> **GOAL OF THE EXERCISE**
Reproduce every entry below verbatim, line for line, with no changes.

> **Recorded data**
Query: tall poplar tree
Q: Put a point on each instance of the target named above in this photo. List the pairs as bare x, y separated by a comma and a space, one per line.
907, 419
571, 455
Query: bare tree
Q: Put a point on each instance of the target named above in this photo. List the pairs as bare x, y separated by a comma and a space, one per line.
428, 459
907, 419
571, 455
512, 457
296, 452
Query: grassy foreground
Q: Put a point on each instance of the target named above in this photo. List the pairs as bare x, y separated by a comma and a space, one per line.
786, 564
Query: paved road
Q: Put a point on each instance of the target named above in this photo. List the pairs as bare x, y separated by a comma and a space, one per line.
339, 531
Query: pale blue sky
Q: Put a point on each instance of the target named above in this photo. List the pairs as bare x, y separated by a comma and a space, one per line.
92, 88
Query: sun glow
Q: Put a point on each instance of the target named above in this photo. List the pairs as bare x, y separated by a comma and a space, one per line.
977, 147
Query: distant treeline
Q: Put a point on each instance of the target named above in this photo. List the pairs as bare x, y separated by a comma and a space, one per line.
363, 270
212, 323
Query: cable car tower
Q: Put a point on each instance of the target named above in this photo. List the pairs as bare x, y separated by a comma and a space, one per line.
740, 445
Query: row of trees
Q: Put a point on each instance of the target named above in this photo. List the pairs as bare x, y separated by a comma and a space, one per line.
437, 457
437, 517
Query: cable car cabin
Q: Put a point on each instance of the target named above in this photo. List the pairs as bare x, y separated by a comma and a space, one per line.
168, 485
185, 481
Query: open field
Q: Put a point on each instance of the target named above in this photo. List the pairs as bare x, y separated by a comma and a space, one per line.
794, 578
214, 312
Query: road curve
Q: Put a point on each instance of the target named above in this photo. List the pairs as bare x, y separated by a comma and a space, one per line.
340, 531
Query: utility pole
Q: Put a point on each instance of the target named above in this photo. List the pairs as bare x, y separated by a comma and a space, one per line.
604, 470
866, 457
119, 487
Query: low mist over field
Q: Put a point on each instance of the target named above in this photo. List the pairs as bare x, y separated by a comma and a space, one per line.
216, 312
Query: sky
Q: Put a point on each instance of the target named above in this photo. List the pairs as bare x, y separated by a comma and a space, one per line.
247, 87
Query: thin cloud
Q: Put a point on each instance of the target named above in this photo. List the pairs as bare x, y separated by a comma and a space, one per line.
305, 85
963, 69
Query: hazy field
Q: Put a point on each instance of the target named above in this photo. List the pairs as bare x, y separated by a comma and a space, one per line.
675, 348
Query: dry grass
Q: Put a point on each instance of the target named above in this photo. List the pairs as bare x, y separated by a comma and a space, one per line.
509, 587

> **OUTPUT OF THE EXERCISE**
Query: tall poplar tree
Q: Put a point on each instance of the target named above in this photo. List the pairs as bare x, y separated by a comma and a space, one per line.
907, 419
571, 455
Query: bare tree
Q: Put a point on each instance of the target named above in this photo. List the pairs as bare x, y separated by a comma and a space, one per line.
428, 459
907, 419
571, 455
512, 457
296, 452
Query: grassy foreground
Q: Put a point on each instance of the target named above in this photo. List the pairs as bare x, y separated by a comma and a space, one per line.
786, 564
Query: paved road
Q: Put a point on each instance of the target named above in this photo. List the pairs as bare x, y separated by a comma and a space, one per line.
339, 531
Query: pale blue sky
Q: Put a point on each instance of the target named above in this photo. List the pairs as bare x, y separated by a comma and a space, one per line.
92, 88
Query: sun glow
Q: Put a point on each instance of the target named above in this photo. List the pairs as bare x, y separated by a comma and a space, one per line.
977, 147
Query: distant treeline
Q: Put a point on each instance of the target named above in this photo. List the pairs as bare x, y separated by a comma and a space, one per line.
363, 270
212, 323
Query: cable car tower
Q: Put a point on each instance of the target named above in this photo. List the pairs as bare x, y separated by a comma and a space, one per line.
740, 445
Query: row of trees
Q: Put a point on each instance of the target named above in this photo. List the pairs as bare x, y separated by a comma and a space, one per line.
437, 457
437, 517
Query: cable car cabin
Q: Put a point on each instance of the target named above in this photo. List the pairs as bare x, y separated by a comma and a space, one per line.
168, 485
185, 481
Query: open field
Q: Put a point on each instance of the target named above in this photo. List the pairs as bare x, y separated by a comma and a space, one per line.
794, 578
214, 312
Query: road curve
Q: Put a point on each instance of the target named above in this photo. List the pairs as bare x, y separated by a comma and a space, one per line.
340, 531
Query: utility pole
Q: Put a point on each instance of the target named above in this photo. List the pairs as bare x, y separated by a comma and a space, one per line.
604, 470
866, 457
119, 487
Query: low mist over field
Q: Put a point on each instance of the target named above in this photo. List the pairs as bare x, y separated by a comma and a space, one per line.
216, 312
Query: sky
Q: Put a point on each instance of the target named above in this photo. List the pairs as bare x, y separated by a comma and a space, one per line.
247, 87
Query: thin cloud
Q: Put a point on each instance of the target named above in this photo. List the pairs as bare x, y separated by a comma and a space, one per line.
305, 85
963, 69
Query: hazy field
Q: Put a point on each instance of the target named above in this photo. List the pairs as bare x, y separated by a comma and a space, one per line.
675, 348
Query: dry grass
Q: Put a point on each instance of the target named above in this photo. List the pairs as bare x, y separated by a comma and a space, one per line.
509, 587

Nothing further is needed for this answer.